### [Énoncé du problème 1]
Recopiez le passage du texte sur les expatriés à Dubaï compris entre « Pression des expats » et « les infrastructures scolaires. », les deux inclus.
### [Énoncé du problème 2]
Dans les lignes de données, remplacez « x space y » par « x comma y » entre la ligne qui contient « Task: point out the red bookmark string » et la dernière ligne, toutes deux incluses, sans rien modifier d'autre. Donnez uniquement ces lignes.

Pression des expats sur le marché dubaïote : les infrastructures vont-elles suivre ?
En revanche, les entreprises de la finance n'ont jamais été aussi nombreuses à s'installer. En 5 ans, on compte +70 % de travailleurs du Dubaï International Financial Center. Le taux moyen d'occupation des bureaux a bondi de plus de 91 %.
Où inscrire ses enfants ? À Dubaï, les étrangers, trop nombreux, sont exclus des établissements publics. Seule option pour eux : payer des établissements privés surpeuplés et très onéreux. Les listes d'attente s'allongent pour de nombreux élèves. Les quelque 220 écoles sont loin de suffire. Environ 15 nouveaux établissements devraient ouvrir d'ici 3 ans. Les entreprises ont bien compris que pour garder leurs expatriés, elles devaient investir dans les infrastructures scolaires.

### [Données d'entrée]
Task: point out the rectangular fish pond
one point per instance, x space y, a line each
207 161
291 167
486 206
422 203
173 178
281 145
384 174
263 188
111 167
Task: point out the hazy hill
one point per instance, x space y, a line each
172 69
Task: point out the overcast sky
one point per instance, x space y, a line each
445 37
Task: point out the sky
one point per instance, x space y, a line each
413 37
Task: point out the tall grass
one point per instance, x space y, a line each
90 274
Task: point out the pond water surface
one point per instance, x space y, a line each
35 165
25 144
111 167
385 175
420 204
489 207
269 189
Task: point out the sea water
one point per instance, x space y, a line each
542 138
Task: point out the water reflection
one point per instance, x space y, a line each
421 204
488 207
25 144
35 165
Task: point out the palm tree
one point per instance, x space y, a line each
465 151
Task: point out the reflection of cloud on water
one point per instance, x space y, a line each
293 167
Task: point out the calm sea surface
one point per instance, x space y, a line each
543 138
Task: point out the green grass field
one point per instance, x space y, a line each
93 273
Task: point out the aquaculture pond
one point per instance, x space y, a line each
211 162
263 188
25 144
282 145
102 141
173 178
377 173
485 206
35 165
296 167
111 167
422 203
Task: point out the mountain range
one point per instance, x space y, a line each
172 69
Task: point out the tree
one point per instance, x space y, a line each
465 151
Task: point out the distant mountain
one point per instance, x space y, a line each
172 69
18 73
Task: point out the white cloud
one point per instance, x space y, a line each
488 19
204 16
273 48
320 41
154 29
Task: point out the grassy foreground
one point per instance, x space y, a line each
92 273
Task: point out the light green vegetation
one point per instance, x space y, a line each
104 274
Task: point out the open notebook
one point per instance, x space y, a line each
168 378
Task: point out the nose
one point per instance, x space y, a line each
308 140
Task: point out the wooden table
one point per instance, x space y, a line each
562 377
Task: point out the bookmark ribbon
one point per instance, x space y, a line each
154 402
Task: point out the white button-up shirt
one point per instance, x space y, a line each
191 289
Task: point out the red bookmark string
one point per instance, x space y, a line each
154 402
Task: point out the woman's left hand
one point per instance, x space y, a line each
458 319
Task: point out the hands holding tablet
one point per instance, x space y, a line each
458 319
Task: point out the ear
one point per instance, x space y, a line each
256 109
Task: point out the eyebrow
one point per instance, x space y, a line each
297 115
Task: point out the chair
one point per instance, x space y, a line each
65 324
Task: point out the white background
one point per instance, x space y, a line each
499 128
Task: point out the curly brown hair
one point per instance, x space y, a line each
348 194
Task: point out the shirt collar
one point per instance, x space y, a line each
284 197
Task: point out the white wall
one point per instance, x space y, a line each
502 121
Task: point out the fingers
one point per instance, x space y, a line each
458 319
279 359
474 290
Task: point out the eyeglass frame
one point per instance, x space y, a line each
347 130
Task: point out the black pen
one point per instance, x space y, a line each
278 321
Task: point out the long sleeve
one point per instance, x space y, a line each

### [Solution du problème 1]
Pression des expats sur le marché dubaïote : les infrastructures vont-elles suivre ?
En revanche, les entreprises de la finance n'ont jamais été aussi nombreuses à s'installer. En 5 ans, on compte +70 % de travailleurs du Dubaï International Financial Center. Le taux moyen d'occupation des bureaux a bondi de plus de 91 %.
Où inscrire ses enfants ? À Dubaï, les étrangers, trop nombreux, sont exclus des établissements publics. Seule option pour eux : payer des établissements privés surpeuplés et très onéreux. Les listes d'attente s'allongent pour de nombreux élèves. Les quelque 220 écoles sont loin de suffire. Environ 15 nouveaux établissements devraient ouvrir d'ici 3 ans. Les entreprises ont bien compris que pour garder leurs expatriés, elles devaient investir dans les infrastructures scolaires.

### [Solution du problème 2]
Task: point out the red bookmark string
one point per instance, x comma y, a line each
154 402
Task: point out the woman's left hand
one point per instance, x comma y, a line each
458 319
Task: point out the hands holding tablet
one point per instance, x comma y, a line each
458 319
Task: point out the ear
one point per instance, x comma y, a line each
256 109
Task: point out the eyebrow
one point per instance, x comma y, a line each
297 115
Task: point out the chair
one point per instance, x comma y, a line each
65 324
Task: point out the white background
one point per instance, x comma y, a line each
499 128
Task: point out the curly brown hair
one point per instance, x comma y, a line each
348 194
Task: point out the shirt collar
one point per instance, x comma y, a line each
284 197
Task: point out the white wall
one point per instance, x comma y, a line each
502 121
Task: point out the fingers
one point per instance, x comma y, a line each
458 319
279 359
474 290
Task: point out the eyeglass frame
one point per instance, x comma y, a line each
347 130
Task: point out the black pen
one point per instance, x comma y, a line each
278 321
Task: point out the long sleeve
one point per instance, x comma y, a line each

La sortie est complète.